____ Data listing

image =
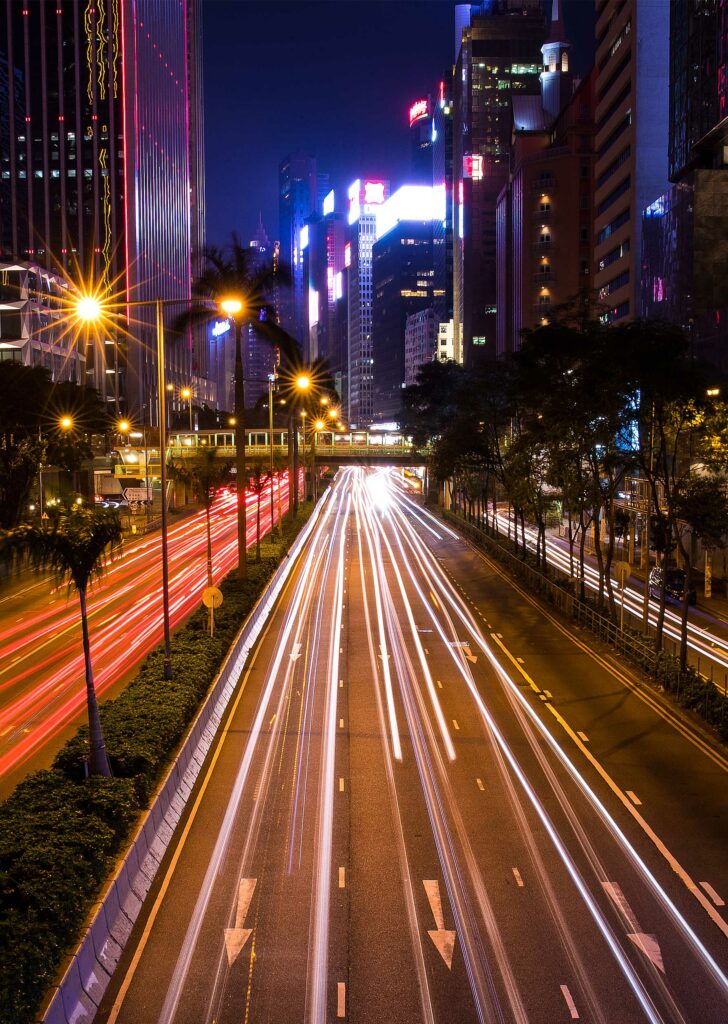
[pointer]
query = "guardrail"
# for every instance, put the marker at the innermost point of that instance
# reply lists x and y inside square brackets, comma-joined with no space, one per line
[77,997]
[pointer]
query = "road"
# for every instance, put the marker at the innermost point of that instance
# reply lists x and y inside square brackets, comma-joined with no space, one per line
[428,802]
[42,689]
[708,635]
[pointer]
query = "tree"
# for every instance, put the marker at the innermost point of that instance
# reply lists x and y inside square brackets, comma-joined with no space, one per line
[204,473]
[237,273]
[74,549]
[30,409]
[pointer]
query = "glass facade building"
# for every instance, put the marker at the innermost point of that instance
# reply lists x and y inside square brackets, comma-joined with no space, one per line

________

*Exercise task:* Set down every line of the data above without changing anything, but leave the pictures out.

*Answer:*
image =
[pointer]
query = "guardrail"
# for every instance, put the marker at the innermost point of that instance
# reply lists x and y inside square brackets, comma-joined with no space, one per line
[77,997]
[pointer]
query = "road"
# for every instance, put the marker at the innermost point of that instance
# reply lists x and y inside square brackets, comma-joined with no space, one per line
[428,802]
[42,689]
[708,635]
[pointer]
query = "tree"
# for every instance, put the marker at the innermost point of that instance
# reply lists x and y inside square brackets, comma-joined with no space, one per line
[204,473]
[237,273]
[74,549]
[30,409]
[pointer]
query = "glass facade building"
# for every instance, put the marker at the innermost point of that instance
# reply lists x and y inside square brackets, comma-joined with no space, one per line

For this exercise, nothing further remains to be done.